-------- Provided text --------

Arancini are a beloved Italian street food, perfect for anyone who loves crispy, cheesy, and comforting bites. These golden-fried rice balls are usually stuffed with a mixture of meat, cheese, and peas, but today we’re putting a delicious vegetarian twist on this classic dish.
Using creamy risotto, fresh vegetables, and gooey mozzarella, this arancini vegetarian recipe is perfect both as a snack or appetizer. It offers a wonderful balance of textures and flavors that will delight vegetarians and meat-eaters alike.
Whether you’re cooking for a family dinner or a party, these arancini will impress with their crispy exterior and rich, savory filling.
With a little patience and some simple ingredients, you can create a fantastic homemade treat that’s much healthier and more flavorful than store-bought versions. Plus, this recipe is easily adaptable for vegans or those looking to add their own favorite veggies inside.
Let’s dive into the step-by-step process of making these irresistible vegetarian arancini!
Why You’ll Love This Recipe
There are many reasons to fall in love with this vegetarian arancini recipe:
- Comfort food at its finest: Crispy on the outside, soft and cheesy on the inside, arancini are pure joy in every bite.
- Vegetarian-friendly: Packed with fresh vegetables and mozzarella, it’s a satisfying option for non-meat eaters.
- Great for leftovers: Use up leftover risotto or rice to create these tasty balls without waste.
- Customizable: Add your favorite veggies, herbs, or cheeses to tailor the filling to your taste.
- Perfect for entertaining: These finger foods are crowd-pleasers and easy to serve at parties or family gatherings.

-------- Provided material --------

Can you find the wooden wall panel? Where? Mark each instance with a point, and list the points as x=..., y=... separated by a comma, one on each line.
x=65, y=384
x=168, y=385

--------

● Tasks for this exercise:
A: In one to three sentences, explain why the vegetarian arancini recipe describes this dish as great for leftovers.
B: Continue the vegetarian arancini recipe from the point where it stops.

● Per-task answers:
A: The dish lets you use up leftover risotto or rice by turning it into tasty rice balls, so nothing goes to waste.

B:
Ingredients
- 2 cups cooked risotto or Arborio rice (cooled)
- 1 cup mozzarella cheese, diced
- 1/2 cup frozen peas, thawed
- 1/2 cup finely chopped mushrooms
- 1 small onion, finely chopped
- 2 cloves garlic, minced
- 1/4 cup grated Parmesan cheese
- 2 tablespoons fresh parsley, chopped
- 2 eggs, beaten
- 1 cup all-purpose flour
- 1 cup breadcrumbs (preferably panko)
- Vegetable oil, for frying
- Salt and pepper, to taste
Equipment
- Large frying pan or skillet
- Mixing bowls
- Deep fryer or heavy-bottomed pot for frying
- Slotted spoon or spider strainer
- Paper towels
- Baking sheet or tray
- Thermometer (optional, for oil temperature)
Instructions
- Prepare the vegetable filling: Heat a tablespoon of vegetable oil in a frying pan over medium heat. Add the chopped onion and garlic, sautéing until translucent and fragrant, about 3-4 minutes.
- Add the chopped mushrooms and cook until softened and any liquid has evaporated, about 5 minutes. Stir in the peas and cook for another 2 minutes. Season the mixture with salt, pepper, and parsley. Remove from heat and set aside to cool.
- Mix the rice base: In a large bowl, combine the cooled risotto or Arborio rice with the grated Parmesan and one beaten egg. Mix well until combined and sticky enough to hold shape.
- Form the arancini balls: Wet your hands slightly to prevent sticking. Take a small handful of the rice mixture (about 2 tablespoons) and flatten it in your palm.
- Place a spoonful of the vegetable filling in the center, then add a few cubes of mozzarella. Carefully mold the rice around the filling, forming a compact ball. Repeat with the remaining rice and filling.
- Set up the breading station: Place the flour, remaining beaten egg, and breadcrumbs in three separate shallow bowls.
- Roll each rice ball first in the flour, shaking off excess, then dip into the egg wash, and finally coat thoroughly with breadcrumbs. Place the breaded balls on a baking sheet.
- Heat the oil: Pour vegetable oil into a deep fryer or large pot to a depth of about 3 inches. Heat the oil to 350°F (175°C). Use a thermometer to check the temperature if you have one.
- Fry the arancini: Carefully lower a few balls into the hot oil at a time, avoiding overcrowding. Fry for 3-4 minutes or until golden brown and crispy. Turn them occasionally for even cooking.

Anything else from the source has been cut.